• [Task requirements]
1. In the Atlanta real estate interview, update the passage that begins at the words "This week, we" and stops after "NationStar and RBC.", replacing "Southern REO Associates" with "Southern REO Partners".
2. According to the Atlanta real estate interview, how many transaction sides were done in 2011?
3. Using the Atlanta real estate interview, explain in one to three sentences why REO inventory in Atlanta has fallen dramatically.

• [Source passage]
Every week, we ask an Atlanta real estate professional for their thoughts on the top trends in Atlanta real estate.
This week, we talked with Mike Prewett is the president of Century 21 Connect Realty in Atlanta, and before that was the president of Southern REO Associates, a full-service provider that covers more than 246 ZIP codes and 23 counties in Georgia, and sold more than 13,000 properties. A vendor approved real estate brokerage, Southern REO worked with more than 90 clients including Fannie Mae, Freddie Mac, HUD, Wells Fargo, Bank of America, Chase, HSBC, Suntrust, NationStar and RBC.
Atlanta Agent (AA): What’s the current status of Atlanta’s REO market?
Mike Prewett (MP): REO inventory in Atlanta has fallen dramatically. Lenders have moved through a good part of their distressed portfolios, and institutional investors have bought up most of the properties. Those two trends working together have lowered the REO inventory dramatically both in Atlanta and other metro areas. As a result, there are 75 percent fewer REO properties on Atlanta’s market then there was a year ago.
That’s a great thing for the market, although it does mean the available inventory for purchase in Atlanta is very low. As a result, prices have increased, and the intense competition for available inventory only encourages prices to rise further. That will allow more people to be able to move. We still have a large number of homeowners who want to move, but they have not recovered the equity to do so. Anyone who bought in 2004 is probably not back in an equity position to move.
AA: What kinds of challenges are you facing as you develop a market presence for Century 21?
MP: It centers around one thing – providing an alternative model to agents with the new Century 21. We could go out and duplicate the models that have been in existence for decades, or we could introduce a different type of model. I come to this from an agent’s perspective, not a big-company perspective. I worked as a high-volume agent, and with that perspective, I think about what I would like from the company; therefore, the No. 1 thing we have built around is productivity training. We offer coaching, training and mentoring to our associates to increase their transactional volume.
The No. 2 thing is helping our agents achieve a healthy work-life balance, which is desperately needed in real estate. When we do get our businesses to the point where they are healthy and productive, we are working all the time, and our families and personal lives suffer as a result. I worked 28 years as a high-volume agent. In 2011, we did 1,504 transaction sides. I did that working between four and four-and-a-half days a week. How do you do that? How do you build a solid transactional-side business and maintain healthy work-life balance? That’s what we’re focused on.
It really is the disease in our industry, how work-life balance – in addition to productive sales skills – are not being taught to agents. The reason for that is because the people who run most real estate companies never learned it themselves. Lee Trevino has a line he used in his golf career: “I don’t take advice from anybody who can’t beat me.” My point as an agent is, if you have not sold homes at a relatively high level, I do not want to hear your opinion. I do not want to rely on theory.

• [Source material]
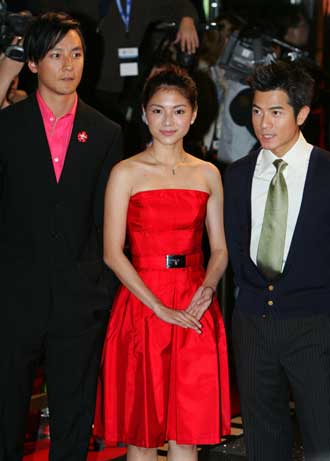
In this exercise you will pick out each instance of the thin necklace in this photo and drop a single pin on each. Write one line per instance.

• [Task-by-task results]
1.
This week, we talked with Mike Prewett is the president of Century 21 Connect Realty in Atlanta, and before that was the president of Southern REO Partners, a full-service provider that covers more than 246 ZIP codes and 23 counties in Georgia, and sold more than 13,000 properties. A vendor approved real estate brokerage, Southern REO worked with more than 90 clients including Fannie Mae, Freddie Mac, HUD, Wells Fargo, Bank of America, Chase, HSBC, Suntrust, NationStar and RBC.

2. 1,504 transaction sides.

3. Lenders have moved through a good part of their distressed portfolios, and institutional investors have bought up most of the properties. Together, these two trends have sharply lowered REO inventory.